--- TASK DATA ---
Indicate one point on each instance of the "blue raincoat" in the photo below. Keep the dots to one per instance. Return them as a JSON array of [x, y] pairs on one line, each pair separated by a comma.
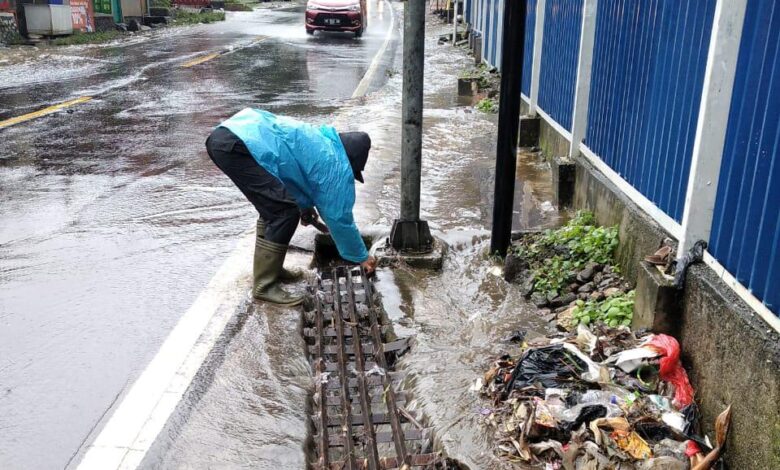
[[313, 166]]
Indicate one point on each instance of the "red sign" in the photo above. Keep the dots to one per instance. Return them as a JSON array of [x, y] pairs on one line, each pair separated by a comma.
[[83, 16]]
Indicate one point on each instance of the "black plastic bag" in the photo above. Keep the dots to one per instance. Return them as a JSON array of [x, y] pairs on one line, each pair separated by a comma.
[[549, 366]]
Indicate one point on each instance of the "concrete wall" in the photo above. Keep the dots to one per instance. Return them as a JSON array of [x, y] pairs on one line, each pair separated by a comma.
[[8, 29], [732, 356]]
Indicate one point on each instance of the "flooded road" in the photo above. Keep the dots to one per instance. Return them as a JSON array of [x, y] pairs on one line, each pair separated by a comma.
[[249, 407], [113, 217]]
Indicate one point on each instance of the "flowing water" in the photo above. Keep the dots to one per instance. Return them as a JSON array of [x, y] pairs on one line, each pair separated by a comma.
[[253, 412], [114, 219]]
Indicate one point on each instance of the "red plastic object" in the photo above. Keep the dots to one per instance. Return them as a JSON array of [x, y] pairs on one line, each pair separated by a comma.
[[691, 449], [672, 370]]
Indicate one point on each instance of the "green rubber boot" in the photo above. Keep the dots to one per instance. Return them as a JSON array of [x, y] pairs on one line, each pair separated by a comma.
[[286, 275], [269, 257]]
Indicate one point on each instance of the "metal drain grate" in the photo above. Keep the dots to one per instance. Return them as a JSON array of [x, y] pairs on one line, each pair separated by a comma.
[[359, 418]]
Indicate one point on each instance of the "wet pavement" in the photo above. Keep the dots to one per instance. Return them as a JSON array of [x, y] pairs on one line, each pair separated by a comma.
[[114, 218], [249, 406]]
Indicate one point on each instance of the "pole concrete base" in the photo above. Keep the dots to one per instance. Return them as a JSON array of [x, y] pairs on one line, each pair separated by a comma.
[[411, 236], [433, 259]]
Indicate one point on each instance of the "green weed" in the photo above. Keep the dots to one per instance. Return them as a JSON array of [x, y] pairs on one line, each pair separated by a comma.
[[78, 38], [487, 105], [186, 17], [617, 310], [557, 255]]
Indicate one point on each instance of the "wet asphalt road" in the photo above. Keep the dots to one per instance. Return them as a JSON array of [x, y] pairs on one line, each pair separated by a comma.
[[113, 217]]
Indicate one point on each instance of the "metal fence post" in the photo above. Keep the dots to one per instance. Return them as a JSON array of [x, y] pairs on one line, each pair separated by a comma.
[[579, 120], [508, 124], [536, 61], [454, 22], [712, 122]]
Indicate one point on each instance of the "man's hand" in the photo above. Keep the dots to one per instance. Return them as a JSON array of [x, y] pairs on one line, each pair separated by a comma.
[[310, 217], [369, 265]]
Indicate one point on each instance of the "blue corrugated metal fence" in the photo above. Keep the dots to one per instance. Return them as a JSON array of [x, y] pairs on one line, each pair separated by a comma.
[[528, 50], [746, 225], [560, 49], [647, 77]]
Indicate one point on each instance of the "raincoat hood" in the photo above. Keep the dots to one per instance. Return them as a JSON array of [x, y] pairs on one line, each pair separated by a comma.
[[357, 145]]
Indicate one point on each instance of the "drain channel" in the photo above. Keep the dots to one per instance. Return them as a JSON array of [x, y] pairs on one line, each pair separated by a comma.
[[359, 418]]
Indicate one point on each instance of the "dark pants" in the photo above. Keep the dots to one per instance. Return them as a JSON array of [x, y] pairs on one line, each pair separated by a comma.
[[264, 190]]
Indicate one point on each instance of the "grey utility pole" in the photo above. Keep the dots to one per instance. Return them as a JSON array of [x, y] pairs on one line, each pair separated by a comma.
[[409, 232]]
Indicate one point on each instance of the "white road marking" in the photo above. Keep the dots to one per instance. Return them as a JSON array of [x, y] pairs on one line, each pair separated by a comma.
[[362, 87]]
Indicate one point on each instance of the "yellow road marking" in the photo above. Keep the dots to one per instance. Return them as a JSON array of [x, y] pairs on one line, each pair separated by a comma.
[[200, 60], [43, 112], [213, 55]]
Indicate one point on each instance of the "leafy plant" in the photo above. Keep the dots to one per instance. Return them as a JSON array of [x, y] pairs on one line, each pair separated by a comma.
[[78, 38], [186, 17], [488, 105], [554, 275], [614, 311], [557, 255]]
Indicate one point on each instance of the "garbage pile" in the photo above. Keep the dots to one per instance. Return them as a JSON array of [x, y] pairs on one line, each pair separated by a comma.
[[599, 398]]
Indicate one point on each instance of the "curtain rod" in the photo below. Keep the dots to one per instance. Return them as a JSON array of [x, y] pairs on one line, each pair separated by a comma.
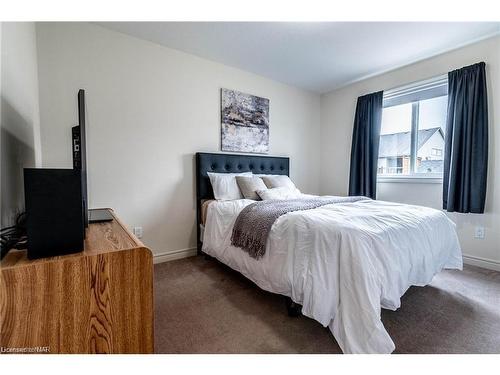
[[417, 86]]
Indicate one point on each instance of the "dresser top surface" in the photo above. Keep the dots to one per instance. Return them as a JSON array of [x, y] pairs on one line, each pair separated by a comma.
[[100, 238]]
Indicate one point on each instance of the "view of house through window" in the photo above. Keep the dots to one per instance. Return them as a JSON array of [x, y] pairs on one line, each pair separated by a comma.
[[412, 137]]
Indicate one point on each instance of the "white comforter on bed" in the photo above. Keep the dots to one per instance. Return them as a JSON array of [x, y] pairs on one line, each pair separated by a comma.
[[343, 262]]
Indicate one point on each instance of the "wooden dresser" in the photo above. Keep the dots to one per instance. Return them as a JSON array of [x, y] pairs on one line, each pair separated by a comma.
[[96, 301]]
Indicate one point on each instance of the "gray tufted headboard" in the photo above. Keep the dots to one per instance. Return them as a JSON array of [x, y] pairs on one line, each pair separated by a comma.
[[231, 163]]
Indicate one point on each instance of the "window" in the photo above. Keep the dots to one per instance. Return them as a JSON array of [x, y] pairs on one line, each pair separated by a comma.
[[413, 128]]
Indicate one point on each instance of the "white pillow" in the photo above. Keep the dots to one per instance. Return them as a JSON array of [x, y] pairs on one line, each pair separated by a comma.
[[225, 186], [279, 193], [276, 180]]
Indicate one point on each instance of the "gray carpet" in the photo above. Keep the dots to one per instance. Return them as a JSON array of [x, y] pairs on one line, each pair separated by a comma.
[[201, 306]]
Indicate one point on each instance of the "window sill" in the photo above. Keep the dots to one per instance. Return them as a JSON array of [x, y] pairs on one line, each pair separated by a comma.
[[409, 180]]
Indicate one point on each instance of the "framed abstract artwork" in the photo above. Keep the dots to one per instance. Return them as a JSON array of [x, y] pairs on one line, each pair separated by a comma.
[[245, 122]]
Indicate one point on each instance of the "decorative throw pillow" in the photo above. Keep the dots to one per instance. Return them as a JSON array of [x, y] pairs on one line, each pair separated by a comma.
[[250, 185], [273, 181], [279, 193], [225, 186]]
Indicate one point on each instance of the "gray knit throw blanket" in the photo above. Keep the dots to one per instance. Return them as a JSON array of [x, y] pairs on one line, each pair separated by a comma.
[[254, 222]]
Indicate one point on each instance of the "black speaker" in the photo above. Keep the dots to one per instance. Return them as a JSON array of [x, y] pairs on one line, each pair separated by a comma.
[[54, 211]]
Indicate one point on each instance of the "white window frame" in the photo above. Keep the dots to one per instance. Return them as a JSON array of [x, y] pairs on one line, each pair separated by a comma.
[[413, 91]]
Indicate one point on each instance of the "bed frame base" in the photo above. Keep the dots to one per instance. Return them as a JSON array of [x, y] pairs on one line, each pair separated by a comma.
[[294, 309]]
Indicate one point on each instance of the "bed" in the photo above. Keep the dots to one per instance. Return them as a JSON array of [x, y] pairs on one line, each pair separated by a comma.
[[342, 262]]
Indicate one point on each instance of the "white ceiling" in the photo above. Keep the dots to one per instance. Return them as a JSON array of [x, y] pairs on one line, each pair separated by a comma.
[[314, 56]]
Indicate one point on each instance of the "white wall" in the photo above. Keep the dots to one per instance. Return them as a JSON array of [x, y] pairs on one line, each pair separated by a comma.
[[337, 115], [20, 123], [149, 109]]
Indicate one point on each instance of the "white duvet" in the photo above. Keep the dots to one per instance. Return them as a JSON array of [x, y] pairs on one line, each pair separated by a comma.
[[343, 262]]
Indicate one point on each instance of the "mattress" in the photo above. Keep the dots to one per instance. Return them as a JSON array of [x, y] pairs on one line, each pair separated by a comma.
[[343, 262]]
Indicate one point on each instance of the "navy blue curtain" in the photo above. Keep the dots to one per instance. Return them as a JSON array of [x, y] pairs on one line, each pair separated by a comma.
[[466, 141], [365, 142]]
---
WORK TO COMPLETE:
Rewrite the data from its first line through the line containing "[[286, 275], [269, 257]]", replacing "instance" with "occurrence" and leaving everything else unchanged. Leave the pictures out.

ANSWER TO THE EXERCISE:
Indicate one point on each occurrence of the "blue raincoat" in the photo below. Keep the dots to one per occurrence. Return them as a JSON array of [x, y] pairs on one line, each pair separated by a comma.
[[313, 166]]
Indicate one point on each occurrence of the "red sign" in the photo above. Keep the dots to one per occurrence. Return them as a JSON array of [x, y] pairs on one line, each pair separated by a comma.
[[83, 16]]
Indicate one point on each occurrence of the "black plastic bag" in the photo above. Keep the dots to one per occurrence. Return them as a JSON array of [x, y] pairs on one line, each pair separated by a comma.
[[549, 366]]
Indicate one point on each occurrence of the "concrete wall" in the photo above. Keep the dots to one per occurrence. Return them as a JSON array of [x, y] pairs on one line, each pair separated by a comma.
[[8, 29], [732, 356]]
Indicate one point on each occurrence of the "flooded road" in the photo above. Keep the dots to one per occurrence. Return them as a JSON array of [x, y] pairs on one line, each pair separated by a comma.
[[249, 407], [113, 217]]
Indicate one point on each occurrence of the "flowing water" in the photo above. Keep the dots to one per occurrence. Return them as a JSON array of [x, y] pairs on one line, each pair separated by a comma.
[[253, 412], [114, 219]]
Indicate one point on each occurrence of the "red plastic object" in the photo above. Keep the dots to one per occurrence. Return them as a JSON array of [x, y] pairs on one line, each pair separated by a comma.
[[691, 449], [672, 370]]
Indicate one point on each occurrence of the "green rubber boot" in the photo above. Keep the dots to one per occurrence. Return them as a JSON array of [x, y] pairs on one line, each pair separated by a comma.
[[286, 275], [269, 257]]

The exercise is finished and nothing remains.